◆ Task description: Copy out every line of the records below word for word, leaving nothing out and changing nothing.

◆ Entries supplied:
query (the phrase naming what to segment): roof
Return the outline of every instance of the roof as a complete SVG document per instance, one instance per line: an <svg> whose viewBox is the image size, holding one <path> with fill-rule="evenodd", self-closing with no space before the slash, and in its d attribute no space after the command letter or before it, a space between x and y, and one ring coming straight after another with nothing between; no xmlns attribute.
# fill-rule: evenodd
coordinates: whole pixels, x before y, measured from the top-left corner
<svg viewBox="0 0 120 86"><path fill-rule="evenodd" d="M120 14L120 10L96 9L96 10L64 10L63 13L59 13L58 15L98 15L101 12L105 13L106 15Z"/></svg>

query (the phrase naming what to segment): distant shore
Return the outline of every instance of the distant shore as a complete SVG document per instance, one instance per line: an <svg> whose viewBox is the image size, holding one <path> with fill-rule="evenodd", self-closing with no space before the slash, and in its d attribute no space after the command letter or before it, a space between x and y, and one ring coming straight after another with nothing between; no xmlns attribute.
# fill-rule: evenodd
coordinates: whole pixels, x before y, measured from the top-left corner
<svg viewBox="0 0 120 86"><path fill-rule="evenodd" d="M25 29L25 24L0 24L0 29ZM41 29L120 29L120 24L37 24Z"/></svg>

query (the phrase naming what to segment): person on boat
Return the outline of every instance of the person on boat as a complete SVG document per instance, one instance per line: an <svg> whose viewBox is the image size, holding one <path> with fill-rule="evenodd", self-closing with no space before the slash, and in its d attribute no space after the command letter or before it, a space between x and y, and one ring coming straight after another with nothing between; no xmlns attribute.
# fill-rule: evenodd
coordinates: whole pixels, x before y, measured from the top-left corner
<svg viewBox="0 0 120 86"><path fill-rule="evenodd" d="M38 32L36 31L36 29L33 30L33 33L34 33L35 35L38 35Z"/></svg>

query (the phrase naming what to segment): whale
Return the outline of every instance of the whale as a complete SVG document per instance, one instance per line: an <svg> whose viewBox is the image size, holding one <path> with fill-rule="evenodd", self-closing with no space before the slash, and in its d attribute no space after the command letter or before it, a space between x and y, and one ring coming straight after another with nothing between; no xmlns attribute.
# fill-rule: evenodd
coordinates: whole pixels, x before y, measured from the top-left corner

◆ Correct response:
query (the phrase naming what to segment): roof
Return the outline of every instance of the roof as a complete SVG document per instance, one instance per line: an <svg> whose viewBox is the image size, holding one <path> with fill-rule="evenodd", self-closing with no space before the slash, and in its d attribute no space after the command letter or before it, a space between x and y, and one ring coming straight after another with nothing between; no xmlns attribute.
# fill-rule: evenodd
coordinates: whole pixels, x before y, measured from the top-left corner
<svg viewBox="0 0 120 86"><path fill-rule="evenodd" d="M120 14L120 10L96 9L96 10L64 10L63 13L59 13L58 15L98 15L101 12L105 13L106 15Z"/></svg>

query (the phrase naming what to segment): distant shore
Return the outline of every instance of the distant shore as a complete SVG document per instance, one instance per line: an <svg> whose viewBox is the image size, holding one <path> with fill-rule="evenodd", self-closing with no space before the slash, and in its d attribute no space after the command letter or before it, a space between x and y, and one ring coming straight after another with nothing between; no xmlns attribute.
# fill-rule: evenodd
coordinates: whole pixels, x before y, measured from the top-left corner
<svg viewBox="0 0 120 86"><path fill-rule="evenodd" d="M25 29L25 24L0 24L0 29ZM41 29L120 29L120 24L37 24Z"/></svg>

query (the phrase naming what to segment): person on boat
Return the outline of every instance of the person on boat as a complete SVG document per instance, one instance per line: an <svg> whose viewBox is the image size, holding one <path> with fill-rule="evenodd", self-closing with no space before the slash, and in its d attribute no space after the command letter or before it, a space between x and y, and one ring coming straight after another with nothing between; no xmlns attribute.
# fill-rule: evenodd
coordinates: whole pixels, x before y, measured from the top-left corner
<svg viewBox="0 0 120 86"><path fill-rule="evenodd" d="M38 32L36 31L36 29L33 30L33 33L34 33L35 35L38 35Z"/></svg>

query (the phrase naming what to segment): whale
Return the outline of every instance of the whale as a complete SVG document per instance, one instance per line: an <svg> whose viewBox is the image size, holding one <path> with fill-rule="evenodd", self-closing with no space before the slash, and in its d attribute no space after the command letter or before it, a space between x and y, and one ring coming straight after another with nothing between; no xmlns attribute.
# fill-rule: evenodd
coordinates: whole pixels, x before y, measured from the top-left corner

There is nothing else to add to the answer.